GIVEN PASSAGE
An evaluation of methods for imputation of missing trace element data in groundwaters

Bruce L. Dickson*, Angela M. Giblin

*Corresponding author for this work

    Research output: Contribution to journalArticle

    20 Citations (Scopus)

    Abstract

    Groundwater data-sets with pH and major cation-anion chemistry are widely available but data that include trace metals are much rarer. This paper examines two methods of data imputation to predict U concentrations using pH, major cations, anions and F in a data-set where some of the U concentrations are missing. The methods evaluated were self-organizing maps (SOM) and expectation maximization (EM). Evaluations were made using a groundwater data-set of 187 samples from NSW and Victoria, which contained a wide range of U concentrations up to 225 μg/l. Tests made by setting 25% and 50% of the U concentrations to missing showed that, at 25% missing, SOM gave reasonable estimates, identifying all the samples with higher U. EM did not clearly identify the higher samples. At 50% missing, neither method could accurately identify the higher U concentrations. Thus, imputation using samples with missing data included in the training data-set does not appear to be practical. However, a SOM pre-trained on a data-set with no missing U concentrations may be used to impute U concentrations for samples with 100% missing U data. Training using the original data-set and then imputing concentrations for a second set of 360 samples showed that the samples with higher measured U concentrations could generally be identified, but that other samples were also estimated to be U-rich. This method could substantially reduce the number of samples in a large data-set requiring further investigation. The performance of imputation for U reflects the complex interaction of water chemistry, geology and mineralogy that actually determines the U concentrations. Imputation is a useful method for improving estimates of data statistics. SOM, through its model-free approach, is a useful addition to the numerical analysis toolbox for geochemists.

SOURCE DATA
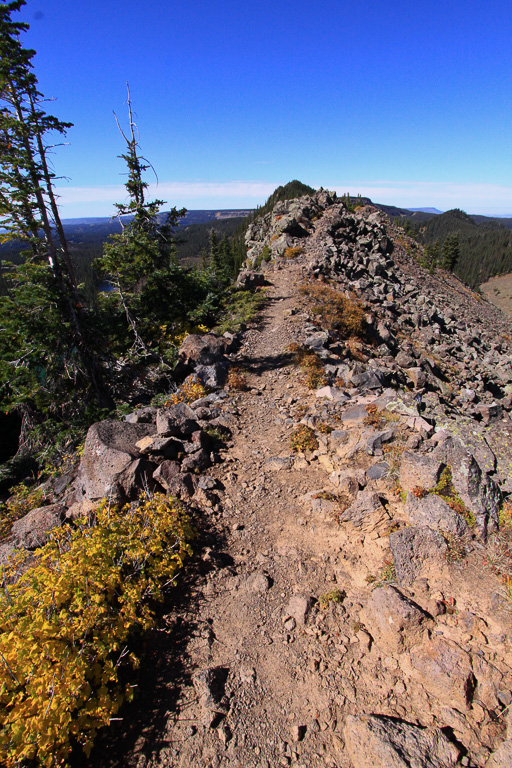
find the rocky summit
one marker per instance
(349, 602)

AIM A
Translate this sentence from the groundwater imputation abstract into Spanish: "The methods evaluated were self-organizing maps (SOM) and expectation maximization (EM)."
AIM B
Answer these questions using the groundwater imputation abstract:
(i) How many samples from NSW and Victoria made up the groundwater data-set used for the evaluations?
(ii) What percentages of the U concentrations were set to missing in the tests?
(iii) How many samples were in the second set for which concentrations were imputed?
AIM C
In the groundwater imputation abstract, rewrite the passage from "An evaluation of" to "20 Citations (Scopus)", switching "missing" to "absent".

CORRECT RESULT A
Los métodos evaluados fueron los mapas autoorganizados (SOM) y la maximización de la esperanza (EM).

CORRECT RESULT B
(i) 187 samples.
(ii) 25% and 50%.
(iii) 360 samples.

CORRECT RESULT C
An evaluation of methods for imputation of absent trace element data in groundwaters

Bruce L. Dickson*, Angela M. Giblin

*Corresponding author for this work

    Research output: Contribution to journalArticle

    20 Citations (Scopus)